### Given instruction
How many lines in the records contain the string "marble", counting case? Reply with the number alone.

=== Data rows ===

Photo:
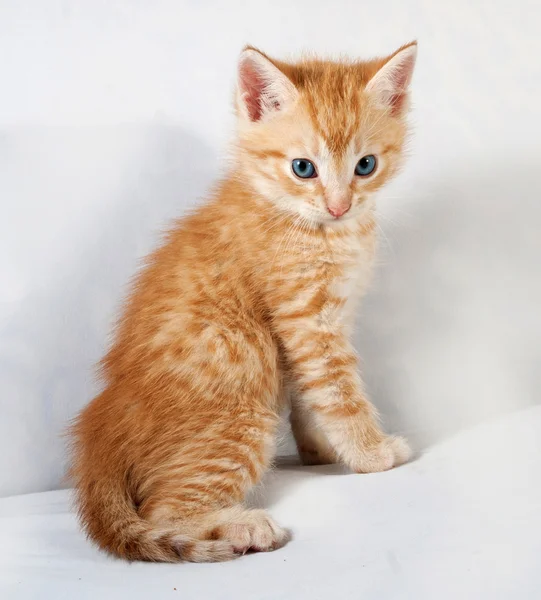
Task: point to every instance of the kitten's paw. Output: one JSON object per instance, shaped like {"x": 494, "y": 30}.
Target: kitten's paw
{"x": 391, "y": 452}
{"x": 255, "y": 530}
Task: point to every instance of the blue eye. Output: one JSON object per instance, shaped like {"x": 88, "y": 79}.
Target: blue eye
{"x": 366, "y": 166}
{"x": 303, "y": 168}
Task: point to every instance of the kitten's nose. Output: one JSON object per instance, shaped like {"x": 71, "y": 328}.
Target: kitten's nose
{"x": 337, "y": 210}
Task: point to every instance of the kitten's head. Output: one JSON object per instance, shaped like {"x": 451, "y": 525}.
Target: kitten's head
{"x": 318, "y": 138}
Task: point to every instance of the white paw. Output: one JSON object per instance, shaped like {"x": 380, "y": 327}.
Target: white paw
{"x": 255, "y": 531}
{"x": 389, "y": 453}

===
=== Data rows ===

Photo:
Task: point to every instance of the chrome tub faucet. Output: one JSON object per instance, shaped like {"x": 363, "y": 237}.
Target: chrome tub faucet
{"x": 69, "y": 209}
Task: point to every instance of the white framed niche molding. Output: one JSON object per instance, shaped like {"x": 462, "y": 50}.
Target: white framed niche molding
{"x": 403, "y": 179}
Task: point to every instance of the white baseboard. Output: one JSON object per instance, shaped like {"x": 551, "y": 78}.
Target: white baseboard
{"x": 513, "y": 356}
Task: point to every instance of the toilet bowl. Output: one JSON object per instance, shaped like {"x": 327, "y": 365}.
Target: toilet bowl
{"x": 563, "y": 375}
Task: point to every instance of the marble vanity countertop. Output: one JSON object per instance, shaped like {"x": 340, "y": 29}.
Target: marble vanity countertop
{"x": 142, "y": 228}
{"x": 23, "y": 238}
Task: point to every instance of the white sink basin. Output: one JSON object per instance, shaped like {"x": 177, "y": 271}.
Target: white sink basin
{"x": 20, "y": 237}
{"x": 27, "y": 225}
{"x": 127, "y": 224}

===

### Solution for this task
2